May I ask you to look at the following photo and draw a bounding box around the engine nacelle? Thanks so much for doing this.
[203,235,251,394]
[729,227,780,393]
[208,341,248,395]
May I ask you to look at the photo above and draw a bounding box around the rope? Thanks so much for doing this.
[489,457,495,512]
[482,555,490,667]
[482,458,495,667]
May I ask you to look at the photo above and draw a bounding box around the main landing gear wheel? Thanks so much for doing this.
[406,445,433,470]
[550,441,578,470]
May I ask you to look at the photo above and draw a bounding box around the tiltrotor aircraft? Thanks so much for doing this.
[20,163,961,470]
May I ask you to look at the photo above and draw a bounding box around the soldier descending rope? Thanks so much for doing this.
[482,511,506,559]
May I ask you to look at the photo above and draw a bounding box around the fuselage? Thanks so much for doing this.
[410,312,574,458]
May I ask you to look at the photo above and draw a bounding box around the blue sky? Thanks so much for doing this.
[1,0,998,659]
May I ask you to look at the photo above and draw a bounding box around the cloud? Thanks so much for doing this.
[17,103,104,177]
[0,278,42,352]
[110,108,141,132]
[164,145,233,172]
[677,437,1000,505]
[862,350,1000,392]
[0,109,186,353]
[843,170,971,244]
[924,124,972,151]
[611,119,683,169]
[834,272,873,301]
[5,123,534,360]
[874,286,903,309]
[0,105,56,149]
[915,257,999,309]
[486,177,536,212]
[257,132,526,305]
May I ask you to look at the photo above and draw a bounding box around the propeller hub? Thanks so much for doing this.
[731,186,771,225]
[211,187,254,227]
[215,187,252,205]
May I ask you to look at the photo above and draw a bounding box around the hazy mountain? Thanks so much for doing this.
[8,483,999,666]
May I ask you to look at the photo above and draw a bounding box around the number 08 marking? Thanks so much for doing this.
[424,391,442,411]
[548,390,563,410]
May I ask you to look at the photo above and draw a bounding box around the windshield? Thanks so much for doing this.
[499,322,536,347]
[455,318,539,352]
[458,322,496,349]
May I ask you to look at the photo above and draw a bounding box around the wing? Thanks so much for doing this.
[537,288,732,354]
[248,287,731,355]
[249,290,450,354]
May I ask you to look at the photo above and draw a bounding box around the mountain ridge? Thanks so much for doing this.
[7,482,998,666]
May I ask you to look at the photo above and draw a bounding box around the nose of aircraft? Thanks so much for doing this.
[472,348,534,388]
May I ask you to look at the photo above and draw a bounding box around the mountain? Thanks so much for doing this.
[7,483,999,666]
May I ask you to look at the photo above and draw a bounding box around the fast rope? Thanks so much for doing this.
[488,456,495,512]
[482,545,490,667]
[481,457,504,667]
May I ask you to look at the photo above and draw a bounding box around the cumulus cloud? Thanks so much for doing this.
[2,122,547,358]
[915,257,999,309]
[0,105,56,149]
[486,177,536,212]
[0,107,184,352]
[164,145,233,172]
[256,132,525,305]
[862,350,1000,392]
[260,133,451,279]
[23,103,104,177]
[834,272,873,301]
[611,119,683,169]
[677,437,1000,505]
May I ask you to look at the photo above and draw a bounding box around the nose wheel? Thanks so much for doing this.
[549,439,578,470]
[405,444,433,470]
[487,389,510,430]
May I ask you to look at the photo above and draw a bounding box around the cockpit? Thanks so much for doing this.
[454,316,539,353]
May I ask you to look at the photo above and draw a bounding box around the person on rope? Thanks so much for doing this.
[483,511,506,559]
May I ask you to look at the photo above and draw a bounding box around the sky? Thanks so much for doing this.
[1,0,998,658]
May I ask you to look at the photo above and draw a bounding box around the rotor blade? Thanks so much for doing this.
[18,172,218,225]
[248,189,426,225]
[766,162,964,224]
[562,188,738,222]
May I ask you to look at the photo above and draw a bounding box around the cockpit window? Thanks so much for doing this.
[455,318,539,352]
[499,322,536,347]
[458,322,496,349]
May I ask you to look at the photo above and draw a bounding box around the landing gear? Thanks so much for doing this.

------------------------------------------------

▶ [WHAT IS REQUIRED]
Give again each line of the listing above, keeping every word the same.

▶ [OUTPUT OF THE TASK]
May I ask you to look at the following photo and draw a bounding box around the engine nacelle? Thanks so much for doing this.
[203,235,251,394]
[729,227,780,393]
[208,341,248,395]
May I ask you to look at the photo above and draw a bounding box around the rope? Thanks so much for doing this.
[489,457,495,512]
[482,555,490,667]
[482,458,495,667]
May I ask you to look at the photo above and draw a bounding box around the main landing gear wheel? Thanks so much for doing this.
[406,445,433,470]
[550,441,578,470]
May I ask you to look at the photo above and draw a bounding box around the tiltrotor aircraft? Thanks so much for doing this.
[20,163,961,470]
May I ask you to look at the photo above and draw a bounding box around the soldier descending rope? Thanks so much for doing this.
[482,511,506,559]
May I ask you to look at the photo above and draw a bounding box around the fuselage? Thanks so much for doing this.
[410,312,574,458]
May I ask you to look at the photo above and draw a bounding box around the blue sky? Thanks so much for doing this.
[1,0,998,659]
May I ask you to look at the photo above and draw a bounding box around the cloud? Thanks so much for doing this.
[17,103,104,177]
[0,278,42,352]
[110,108,141,132]
[164,145,233,172]
[677,437,1000,505]
[862,350,1000,392]
[0,109,186,353]
[843,170,971,244]
[924,124,972,151]
[611,119,683,169]
[834,272,873,301]
[5,123,534,360]
[874,286,903,309]
[0,105,56,149]
[915,257,999,309]
[486,177,536,212]
[257,132,526,305]
May I ask you to look at the photo above and draw a bounding box around the propeller hub? Thanks so much for doing this.
[731,186,771,225]
[211,187,254,227]
[215,187,252,205]
May I ask you to look at the photo above and draw a bounding box around the hazy mountain? Thanks so much for doing this.
[8,483,999,666]
May I ask you to look at the photo above and draw a bounding box around the number 08 marking? Thanks so much for doing this.
[424,391,442,411]
[548,390,563,410]
May I ask you to look at the photo above and draw a bounding box around the windshield? Thanks so much for doing this.
[499,322,536,347]
[455,318,539,352]
[458,322,496,349]
May I ask you to look at the photo above and draw a bounding box around the wing? Thanks so much for doing this.
[537,288,732,354]
[248,287,731,355]
[249,290,450,354]
May I ask you to look at the photo above and draw a bounding box around the mountain ridge? Thanks so much for doing this.
[7,482,998,666]
May I ask you to look at the photo above and draw a bounding box around the nose of aircraft? Thanks so much for doing this.
[472,348,534,388]
May I ask you to look at the photo above and draw a bounding box around the mountain? Thanks so much for doing this.
[7,483,999,666]
May I ask you to look at the photo above and draw a bounding box around the fast rope? Thanks so much for doing this.
[488,456,495,512]
[482,545,490,667]
[481,457,504,667]
May I ask you to look at the photo above and draw a bounding box around the cumulus cloud? Thanks so much for doing this.
[2,122,547,358]
[915,257,999,309]
[0,105,56,149]
[486,177,536,212]
[0,107,184,352]
[164,145,233,172]
[256,132,525,305]
[862,350,1000,392]
[260,133,451,279]
[23,103,104,177]
[834,272,873,301]
[611,119,683,169]
[677,437,1000,505]
May I ask you to look at the photo above and draw a bounding box around the nose wheel? Thanks so much for doing this.
[549,439,578,470]
[405,444,433,470]
[487,389,510,430]
May I ask you to look at the photo above and draw a bounding box around the cockpit? Thanks so much for doing this.
[454,316,539,353]
May I ask you to look at the photo above and draw a bounding box around the person on rope? Thanks so much for doing this.
[483,511,506,559]
May I ask you to look at the photo above and draw a bounding box around the sky? Thanks so much for doing this.
[1,0,998,658]
May I ask you to look at the photo above and draw a bounding box around the rotor blade? Thanks so much for doing this.
[18,172,218,225]
[248,189,426,225]
[766,162,964,224]
[562,188,738,222]
May I ask you to look at the photo above and draw a bounding box around the cockpit window? Thanks so much for doing this.
[455,318,539,352]
[499,322,536,347]
[458,322,496,349]
May I ask you to look at the photo above and draw a bounding box around the landing gear? Thanks so much for doing this.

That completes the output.